In the listing below, find the line that contains "Target: mosquito silhouette" and the line that contains "of the hairy". Quote both and every line between them, exactly, and nothing more.

**Provided material:**
◆ ◆ ◆ ◆ ◆ ◆ ◆
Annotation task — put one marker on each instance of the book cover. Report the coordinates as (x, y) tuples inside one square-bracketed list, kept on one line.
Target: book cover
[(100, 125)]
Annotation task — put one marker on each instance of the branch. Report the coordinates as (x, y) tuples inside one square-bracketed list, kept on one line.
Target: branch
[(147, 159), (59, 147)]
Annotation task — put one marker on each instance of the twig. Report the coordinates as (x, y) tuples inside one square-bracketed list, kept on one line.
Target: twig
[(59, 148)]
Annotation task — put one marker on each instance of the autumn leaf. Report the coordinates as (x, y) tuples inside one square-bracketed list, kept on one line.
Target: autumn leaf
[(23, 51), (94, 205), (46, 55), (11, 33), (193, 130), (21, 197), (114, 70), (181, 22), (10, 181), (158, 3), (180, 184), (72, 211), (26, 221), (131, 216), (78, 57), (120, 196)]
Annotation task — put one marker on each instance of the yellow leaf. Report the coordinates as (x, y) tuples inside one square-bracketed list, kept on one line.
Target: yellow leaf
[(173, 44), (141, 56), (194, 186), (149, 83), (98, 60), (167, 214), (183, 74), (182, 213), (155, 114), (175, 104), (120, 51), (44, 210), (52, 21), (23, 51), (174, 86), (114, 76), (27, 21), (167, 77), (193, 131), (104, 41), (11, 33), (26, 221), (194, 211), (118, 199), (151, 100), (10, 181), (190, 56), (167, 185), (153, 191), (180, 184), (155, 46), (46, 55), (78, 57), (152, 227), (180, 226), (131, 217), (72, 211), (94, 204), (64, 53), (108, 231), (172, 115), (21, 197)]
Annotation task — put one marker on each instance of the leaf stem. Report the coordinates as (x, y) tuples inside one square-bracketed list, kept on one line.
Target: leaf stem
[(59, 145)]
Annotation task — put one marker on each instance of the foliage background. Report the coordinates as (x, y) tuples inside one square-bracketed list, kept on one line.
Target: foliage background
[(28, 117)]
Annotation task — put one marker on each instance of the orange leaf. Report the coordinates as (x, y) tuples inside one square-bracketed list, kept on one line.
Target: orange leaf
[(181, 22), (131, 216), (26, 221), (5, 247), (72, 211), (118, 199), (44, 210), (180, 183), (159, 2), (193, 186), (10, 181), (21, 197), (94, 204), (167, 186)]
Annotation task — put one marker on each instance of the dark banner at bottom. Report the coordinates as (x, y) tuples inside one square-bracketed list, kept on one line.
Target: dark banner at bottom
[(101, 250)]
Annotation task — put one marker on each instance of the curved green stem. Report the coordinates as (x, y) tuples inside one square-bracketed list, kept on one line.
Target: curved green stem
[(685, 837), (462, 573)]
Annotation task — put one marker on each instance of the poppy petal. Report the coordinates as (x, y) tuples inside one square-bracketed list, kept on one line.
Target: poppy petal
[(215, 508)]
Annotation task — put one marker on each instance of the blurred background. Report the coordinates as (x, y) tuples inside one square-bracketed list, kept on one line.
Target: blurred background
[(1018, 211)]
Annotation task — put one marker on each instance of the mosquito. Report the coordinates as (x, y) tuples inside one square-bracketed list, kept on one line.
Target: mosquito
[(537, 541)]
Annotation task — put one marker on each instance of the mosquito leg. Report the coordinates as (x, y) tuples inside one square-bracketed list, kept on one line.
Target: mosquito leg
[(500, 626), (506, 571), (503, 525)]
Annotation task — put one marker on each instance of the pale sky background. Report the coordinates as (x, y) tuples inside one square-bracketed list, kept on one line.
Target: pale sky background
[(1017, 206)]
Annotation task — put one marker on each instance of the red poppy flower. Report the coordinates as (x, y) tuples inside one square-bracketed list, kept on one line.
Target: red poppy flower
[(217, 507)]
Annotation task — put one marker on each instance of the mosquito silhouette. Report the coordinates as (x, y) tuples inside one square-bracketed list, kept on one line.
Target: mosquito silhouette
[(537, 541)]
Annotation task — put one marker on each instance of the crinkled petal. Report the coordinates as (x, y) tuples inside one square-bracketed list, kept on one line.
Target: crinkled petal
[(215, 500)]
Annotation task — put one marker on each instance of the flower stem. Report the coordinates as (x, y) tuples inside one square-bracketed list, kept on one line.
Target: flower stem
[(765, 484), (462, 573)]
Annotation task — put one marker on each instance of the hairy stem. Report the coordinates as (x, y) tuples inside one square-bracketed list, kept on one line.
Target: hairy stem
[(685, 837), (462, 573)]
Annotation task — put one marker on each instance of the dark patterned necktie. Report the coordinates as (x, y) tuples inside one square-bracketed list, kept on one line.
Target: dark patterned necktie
◆ ◆ ◆ ◆ ◆ ◆ ◆
**Written reply:**
Target: mosquito silhouette
[(537, 541)]
Annotation task — put one marker on each instance of the crinkled petal. Report the coordinates as (x, y) tuples inside one square-bracketed list, kept on one line.
Target: crinkled petal
[(215, 500)]
Annotation task — put one marker on each instance of the flower stem. Report the coordinates as (x, y) tuples inside one square-bracketed list, kept on one line.
Target: flower stem
[(765, 484), (462, 573)]
Annotation task — put one marker on each instance of the hairy stem. Report the coordinates as (x, y) tuples inside one square-bracketed list, kept on one line.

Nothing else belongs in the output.